:: WHAT TO DO ::
When a line of the entries contains the word "grass", report that line.

:: TASK INPUTS ::

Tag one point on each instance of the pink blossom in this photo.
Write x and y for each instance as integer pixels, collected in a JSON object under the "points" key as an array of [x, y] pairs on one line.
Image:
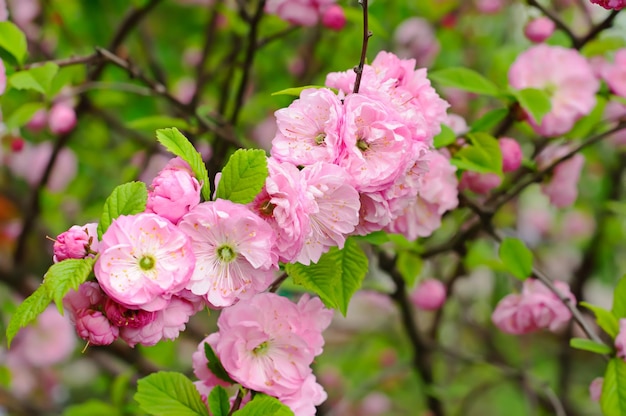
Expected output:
{"points": [[480, 183], [429, 295], [334, 17], [335, 213], [167, 323], [285, 204], [615, 73], [566, 76], [61, 119], [234, 251], [143, 261], [76, 243], [308, 130], [611, 4], [49, 341], [595, 389], [535, 308], [539, 29], [511, 154], [174, 191]]}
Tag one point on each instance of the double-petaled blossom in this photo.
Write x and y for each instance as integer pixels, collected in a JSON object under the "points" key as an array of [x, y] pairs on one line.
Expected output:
{"points": [[234, 250], [144, 260], [537, 307]]}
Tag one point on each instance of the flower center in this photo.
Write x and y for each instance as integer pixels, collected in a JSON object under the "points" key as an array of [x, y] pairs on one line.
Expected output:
{"points": [[147, 263], [226, 253]]}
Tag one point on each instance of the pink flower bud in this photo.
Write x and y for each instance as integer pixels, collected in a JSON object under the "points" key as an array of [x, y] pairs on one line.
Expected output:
{"points": [[62, 119], [511, 154], [429, 295], [595, 388], [480, 183], [334, 18], [94, 327], [38, 121], [540, 29]]}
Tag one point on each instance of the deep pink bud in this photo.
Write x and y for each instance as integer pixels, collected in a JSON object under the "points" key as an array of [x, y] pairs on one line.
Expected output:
{"points": [[511, 154], [334, 18], [429, 295], [539, 29], [61, 119]]}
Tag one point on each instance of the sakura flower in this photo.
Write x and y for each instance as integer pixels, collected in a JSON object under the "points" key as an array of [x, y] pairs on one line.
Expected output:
{"points": [[76, 243], [174, 191], [285, 204], [143, 261], [335, 212], [566, 76], [308, 130], [234, 251]]}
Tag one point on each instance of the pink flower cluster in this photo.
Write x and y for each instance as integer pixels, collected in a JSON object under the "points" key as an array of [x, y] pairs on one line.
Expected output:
{"points": [[267, 344], [378, 141], [537, 307]]}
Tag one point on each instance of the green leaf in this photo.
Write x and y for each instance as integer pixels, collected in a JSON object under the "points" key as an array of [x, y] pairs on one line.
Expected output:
{"points": [[589, 345], [65, 275], [464, 79], [335, 277], [22, 115], [13, 40], [219, 403], [297, 90], [446, 137], [127, 199], [243, 176], [619, 299], [605, 319], [536, 102], [489, 120], [482, 155], [38, 78], [169, 394], [28, 311], [152, 123], [613, 397], [92, 408], [517, 258], [175, 142], [263, 405], [215, 365]]}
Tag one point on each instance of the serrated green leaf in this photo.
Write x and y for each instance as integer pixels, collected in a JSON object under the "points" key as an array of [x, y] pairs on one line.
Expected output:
{"points": [[127, 199], [22, 115], [589, 345], [517, 258], [444, 138], [169, 394], [13, 40], [335, 277], [619, 299], [464, 79], [152, 123], [605, 319], [92, 408], [613, 397], [219, 403], [244, 176], [28, 311], [489, 120], [536, 102], [38, 79], [215, 365], [175, 142], [65, 275], [263, 405]]}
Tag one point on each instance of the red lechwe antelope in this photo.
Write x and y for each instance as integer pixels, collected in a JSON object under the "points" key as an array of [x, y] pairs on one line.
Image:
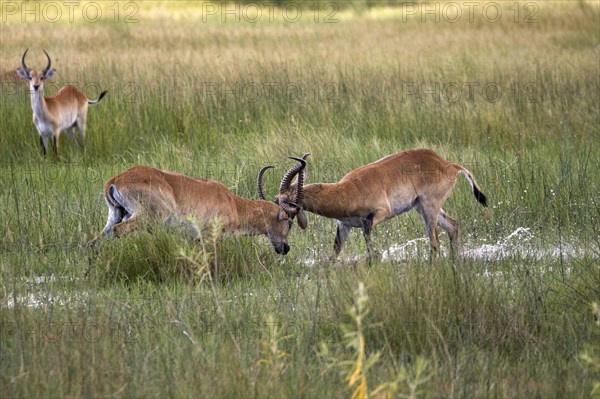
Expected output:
{"points": [[417, 179], [195, 203], [65, 110]]}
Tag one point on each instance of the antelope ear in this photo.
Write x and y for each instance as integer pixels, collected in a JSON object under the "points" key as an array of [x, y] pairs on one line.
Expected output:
{"points": [[302, 221], [50, 73], [281, 215], [23, 73]]}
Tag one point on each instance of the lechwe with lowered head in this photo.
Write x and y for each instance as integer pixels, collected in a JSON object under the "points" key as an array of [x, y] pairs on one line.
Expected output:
{"points": [[65, 110], [417, 179], [195, 203]]}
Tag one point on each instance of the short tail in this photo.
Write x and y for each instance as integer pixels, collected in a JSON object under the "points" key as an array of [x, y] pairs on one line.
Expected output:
{"points": [[481, 198], [94, 102]]}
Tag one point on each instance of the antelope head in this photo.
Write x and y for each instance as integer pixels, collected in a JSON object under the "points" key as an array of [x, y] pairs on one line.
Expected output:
{"points": [[289, 208], [36, 79], [292, 195]]}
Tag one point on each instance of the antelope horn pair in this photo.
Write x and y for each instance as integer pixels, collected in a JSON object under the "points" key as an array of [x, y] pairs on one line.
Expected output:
{"points": [[291, 208], [45, 69]]}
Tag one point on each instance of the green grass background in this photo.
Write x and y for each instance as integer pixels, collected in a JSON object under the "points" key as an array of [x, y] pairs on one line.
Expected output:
{"points": [[220, 99]]}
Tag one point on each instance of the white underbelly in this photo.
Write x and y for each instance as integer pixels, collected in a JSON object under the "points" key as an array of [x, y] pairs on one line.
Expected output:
{"points": [[44, 128]]}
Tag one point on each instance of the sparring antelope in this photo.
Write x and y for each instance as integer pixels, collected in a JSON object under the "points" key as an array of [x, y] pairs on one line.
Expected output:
{"points": [[417, 179], [65, 110], [195, 203]]}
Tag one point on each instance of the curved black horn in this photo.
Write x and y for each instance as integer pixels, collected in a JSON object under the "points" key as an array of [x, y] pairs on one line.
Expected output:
{"points": [[261, 194], [287, 178], [49, 62], [23, 59], [301, 179]]}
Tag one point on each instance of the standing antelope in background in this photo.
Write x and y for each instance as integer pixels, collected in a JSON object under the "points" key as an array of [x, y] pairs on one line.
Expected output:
{"points": [[65, 110], [417, 179], [196, 203]]}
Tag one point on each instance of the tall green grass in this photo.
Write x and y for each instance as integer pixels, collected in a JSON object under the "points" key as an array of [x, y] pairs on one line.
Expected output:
{"points": [[159, 314]]}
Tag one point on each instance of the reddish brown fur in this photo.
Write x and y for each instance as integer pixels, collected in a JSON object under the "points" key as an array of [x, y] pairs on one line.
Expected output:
{"points": [[376, 192], [143, 191]]}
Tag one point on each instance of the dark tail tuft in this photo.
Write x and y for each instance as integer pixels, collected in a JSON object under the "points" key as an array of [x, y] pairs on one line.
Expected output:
{"points": [[94, 102], [480, 196]]}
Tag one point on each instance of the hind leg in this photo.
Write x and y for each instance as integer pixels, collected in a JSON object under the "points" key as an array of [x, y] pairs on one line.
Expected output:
{"points": [[80, 124], [44, 144], [450, 226], [340, 237], [430, 213]]}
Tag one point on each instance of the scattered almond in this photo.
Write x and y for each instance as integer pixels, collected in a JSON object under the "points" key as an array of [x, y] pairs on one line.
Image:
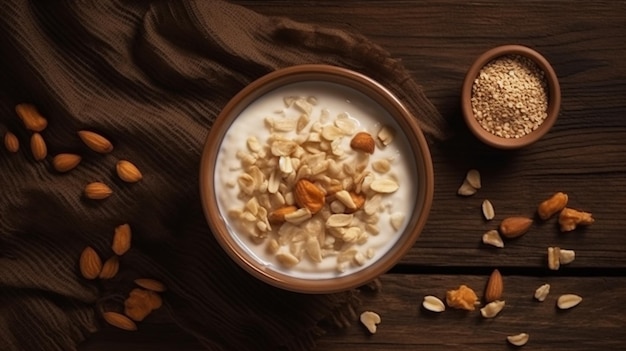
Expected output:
{"points": [[127, 171], [513, 227], [31, 118], [97, 191], [65, 162], [11, 142], [95, 141], [90, 263], [38, 147]]}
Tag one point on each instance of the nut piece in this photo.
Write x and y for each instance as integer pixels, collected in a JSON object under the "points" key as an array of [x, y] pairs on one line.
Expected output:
{"points": [[309, 196], [363, 141], [121, 239], [542, 292], [433, 304], [492, 309], [65, 162], [110, 268], [38, 147], [518, 340], [11, 142], [552, 205], [568, 301], [462, 298], [31, 118], [119, 320], [488, 211], [90, 263], [96, 142], [512, 227], [570, 218], [495, 287], [97, 191], [127, 171], [370, 320], [492, 237]]}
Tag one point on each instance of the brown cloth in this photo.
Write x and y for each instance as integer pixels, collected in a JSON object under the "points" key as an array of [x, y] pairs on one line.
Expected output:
{"points": [[151, 77]]}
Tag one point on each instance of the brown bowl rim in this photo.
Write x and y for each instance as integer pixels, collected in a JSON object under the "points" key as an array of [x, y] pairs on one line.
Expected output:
{"points": [[351, 79], [554, 98]]}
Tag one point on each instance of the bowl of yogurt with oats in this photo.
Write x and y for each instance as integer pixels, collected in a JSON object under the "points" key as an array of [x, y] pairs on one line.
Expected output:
{"points": [[316, 179]]}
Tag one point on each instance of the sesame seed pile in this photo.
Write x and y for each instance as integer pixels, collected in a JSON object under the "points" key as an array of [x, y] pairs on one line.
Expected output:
{"points": [[509, 96]]}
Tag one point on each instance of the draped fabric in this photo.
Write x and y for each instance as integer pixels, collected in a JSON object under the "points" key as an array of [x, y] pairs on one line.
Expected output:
{"points": [[151, 77]]}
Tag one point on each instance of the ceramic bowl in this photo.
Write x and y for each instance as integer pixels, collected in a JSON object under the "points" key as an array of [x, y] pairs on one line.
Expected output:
{"points": [[314, 254], [553, 91]]}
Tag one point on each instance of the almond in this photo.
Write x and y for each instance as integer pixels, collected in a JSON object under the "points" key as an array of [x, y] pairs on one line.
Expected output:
{"points": [[31, 118], [95, 141], [495, 287], [110, 268], [121, 239], [363, 141], [97, 191], [65, 162], [278, 215], [512, 227], [128, 172], [119, 320], [11, 142], [38, 147], [150, 284], [90, 263], [309, 196]]}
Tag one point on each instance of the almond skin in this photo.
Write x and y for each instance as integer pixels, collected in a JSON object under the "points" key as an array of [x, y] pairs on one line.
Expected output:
{"points": [[495, 287], [363, 141], [513, 227], [90, 263], [95, 141], [65, 162], [128, 172]]}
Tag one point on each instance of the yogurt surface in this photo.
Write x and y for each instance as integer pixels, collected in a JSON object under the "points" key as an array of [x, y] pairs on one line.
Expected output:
{"points": [[330, 101]]}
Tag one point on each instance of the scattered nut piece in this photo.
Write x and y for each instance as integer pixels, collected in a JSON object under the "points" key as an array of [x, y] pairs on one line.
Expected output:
{"points": [[542, 292], [462, 298], [518, 340], [494, 287], [488, 211], [492, 309], [552, 205], [568, 301], [433, 304], [570, 218], [492, 237], [370, 320], [513, 227]]}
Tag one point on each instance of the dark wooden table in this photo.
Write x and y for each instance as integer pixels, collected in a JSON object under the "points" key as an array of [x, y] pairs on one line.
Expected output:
{"points": [[584, 155]]}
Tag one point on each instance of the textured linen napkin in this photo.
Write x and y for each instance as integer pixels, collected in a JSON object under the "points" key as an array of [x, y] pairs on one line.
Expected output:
{"points": [[151, 77]]}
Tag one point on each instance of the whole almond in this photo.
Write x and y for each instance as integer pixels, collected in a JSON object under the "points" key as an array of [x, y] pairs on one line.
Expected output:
{"points": [[65, 162], [495, 287], [11, 142], [95, 141], [38, 147], [128, 172], [119, 320], [363, 141], [110, 268], [512, 227], [31, 118], [121, 239], [150, 284], [90, 263]]}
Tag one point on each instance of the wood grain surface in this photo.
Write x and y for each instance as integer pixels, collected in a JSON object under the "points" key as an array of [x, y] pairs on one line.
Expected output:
{"points": [[584, 155]]}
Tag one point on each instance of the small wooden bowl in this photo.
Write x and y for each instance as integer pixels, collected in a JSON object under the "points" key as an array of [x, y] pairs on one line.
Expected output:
{"points": [[554, 97]]}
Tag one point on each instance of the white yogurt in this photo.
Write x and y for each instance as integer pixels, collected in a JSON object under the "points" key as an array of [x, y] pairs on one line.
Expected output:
{"points": [[336, 99]]}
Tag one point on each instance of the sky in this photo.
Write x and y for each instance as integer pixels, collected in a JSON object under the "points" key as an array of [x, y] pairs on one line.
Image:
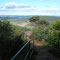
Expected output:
{"points": [[30, 7]]}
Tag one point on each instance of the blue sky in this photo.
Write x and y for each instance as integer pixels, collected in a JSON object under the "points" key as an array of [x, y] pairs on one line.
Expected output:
{"points": [[30, 7]]}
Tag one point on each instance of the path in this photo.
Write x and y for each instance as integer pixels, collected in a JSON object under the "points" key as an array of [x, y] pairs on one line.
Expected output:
{"points": [[42, 53]]}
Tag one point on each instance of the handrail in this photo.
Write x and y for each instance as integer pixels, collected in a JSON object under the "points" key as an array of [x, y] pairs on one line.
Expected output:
{"points": [[21, 50]]}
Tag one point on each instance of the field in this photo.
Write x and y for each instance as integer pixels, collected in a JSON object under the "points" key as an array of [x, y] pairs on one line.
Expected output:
{"points": [[23, 20]]}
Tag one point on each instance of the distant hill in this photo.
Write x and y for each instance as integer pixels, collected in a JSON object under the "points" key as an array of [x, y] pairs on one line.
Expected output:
{"points": [[16, 19]]}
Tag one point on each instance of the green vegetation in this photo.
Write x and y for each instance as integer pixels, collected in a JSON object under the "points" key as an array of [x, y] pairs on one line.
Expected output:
{"points": [[43, 28], [10, 39]]}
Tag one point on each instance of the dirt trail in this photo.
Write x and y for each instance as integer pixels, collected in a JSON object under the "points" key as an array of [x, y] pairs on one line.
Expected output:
{"points": [[42, 53]]}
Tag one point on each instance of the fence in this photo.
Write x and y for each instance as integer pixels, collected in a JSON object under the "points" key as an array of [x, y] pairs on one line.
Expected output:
{"points": [[25, 52]]}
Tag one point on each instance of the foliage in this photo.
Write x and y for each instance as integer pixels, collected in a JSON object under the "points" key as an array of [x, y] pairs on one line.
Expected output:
{"points": [[9, 36], [43, 23], [56, 26], [34, 19]]}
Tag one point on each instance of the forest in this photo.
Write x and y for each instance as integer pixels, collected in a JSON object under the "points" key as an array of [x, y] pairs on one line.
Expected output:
{"points": [[44, 28]]}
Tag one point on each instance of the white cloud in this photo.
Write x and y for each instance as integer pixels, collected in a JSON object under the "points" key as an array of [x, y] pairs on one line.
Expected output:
{"points": [[15, 5], [25, 9]]}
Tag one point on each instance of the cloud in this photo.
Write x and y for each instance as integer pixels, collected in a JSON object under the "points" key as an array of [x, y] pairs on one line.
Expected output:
{"points": [[15, 5], [25, 9]]}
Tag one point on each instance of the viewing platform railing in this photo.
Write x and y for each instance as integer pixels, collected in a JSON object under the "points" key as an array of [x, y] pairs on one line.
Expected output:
{"points": [[25, 52]]}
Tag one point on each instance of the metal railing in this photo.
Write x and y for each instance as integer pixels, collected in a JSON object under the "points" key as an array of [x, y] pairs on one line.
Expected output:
{"points": [[25, 52]]}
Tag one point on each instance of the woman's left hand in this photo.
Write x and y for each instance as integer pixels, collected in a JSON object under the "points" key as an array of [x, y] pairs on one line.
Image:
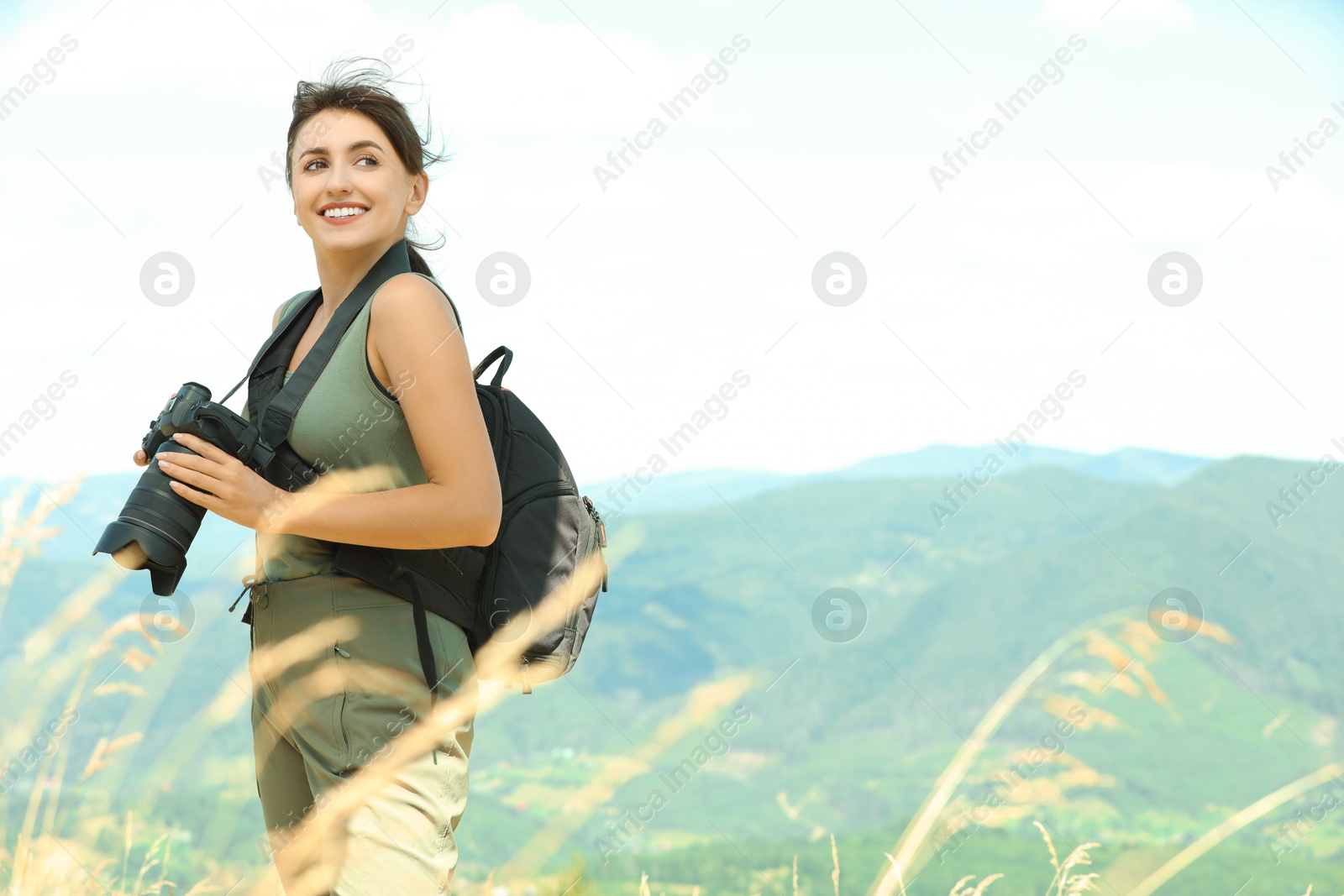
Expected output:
{"points": [[228, 486]]}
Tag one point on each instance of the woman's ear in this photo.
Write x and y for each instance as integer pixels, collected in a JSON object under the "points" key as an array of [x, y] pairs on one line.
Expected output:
{"points": [[420, 192]]}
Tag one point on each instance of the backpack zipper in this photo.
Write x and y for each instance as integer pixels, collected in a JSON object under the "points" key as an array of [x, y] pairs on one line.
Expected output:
{"points": [[543, 490]]}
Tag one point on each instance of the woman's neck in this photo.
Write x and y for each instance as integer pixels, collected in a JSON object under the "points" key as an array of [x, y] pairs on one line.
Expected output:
{"points": [[339, 271]]}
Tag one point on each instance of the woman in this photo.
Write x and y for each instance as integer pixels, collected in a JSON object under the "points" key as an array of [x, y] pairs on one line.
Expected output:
{"points": [[434, 484]]}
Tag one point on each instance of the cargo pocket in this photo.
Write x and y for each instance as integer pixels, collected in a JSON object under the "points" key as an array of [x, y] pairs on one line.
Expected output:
{"points": [[383, 688]]}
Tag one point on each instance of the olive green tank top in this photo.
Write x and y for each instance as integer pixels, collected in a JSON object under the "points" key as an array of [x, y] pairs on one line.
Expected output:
{"points": [[347, 422]]}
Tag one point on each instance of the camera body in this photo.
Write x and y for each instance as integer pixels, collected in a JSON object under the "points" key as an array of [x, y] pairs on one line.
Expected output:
{"points": [[192, 411], [156, 526]]}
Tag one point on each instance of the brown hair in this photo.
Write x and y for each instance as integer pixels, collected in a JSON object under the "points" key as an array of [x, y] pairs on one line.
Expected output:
{"points": [[363, 90]]}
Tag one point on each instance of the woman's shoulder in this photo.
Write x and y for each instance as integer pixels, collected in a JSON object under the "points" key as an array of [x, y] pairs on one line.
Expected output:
{"points": [[289, 305], [420, 286]]}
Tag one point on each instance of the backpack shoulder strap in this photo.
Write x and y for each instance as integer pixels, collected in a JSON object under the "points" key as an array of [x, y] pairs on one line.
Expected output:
{"points": [[288, 311], [276, 419]]}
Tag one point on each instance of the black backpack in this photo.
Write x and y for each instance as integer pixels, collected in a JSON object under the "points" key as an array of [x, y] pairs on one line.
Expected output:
{"points": [[546, 528]]}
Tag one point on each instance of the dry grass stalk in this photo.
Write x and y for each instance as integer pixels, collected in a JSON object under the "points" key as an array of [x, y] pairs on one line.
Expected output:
{"points": [[835, 864], [924, 821], [326, 826], [20, 539], [1063, 883], [1233, 824]]}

:: RESPONSE AREA ::
Tag one point on each instance of the green grass background in this photo.
Tag one point on each instance of the tall green grass in this photo.
Tag one point on each instance of the dry grass stalk in this photo.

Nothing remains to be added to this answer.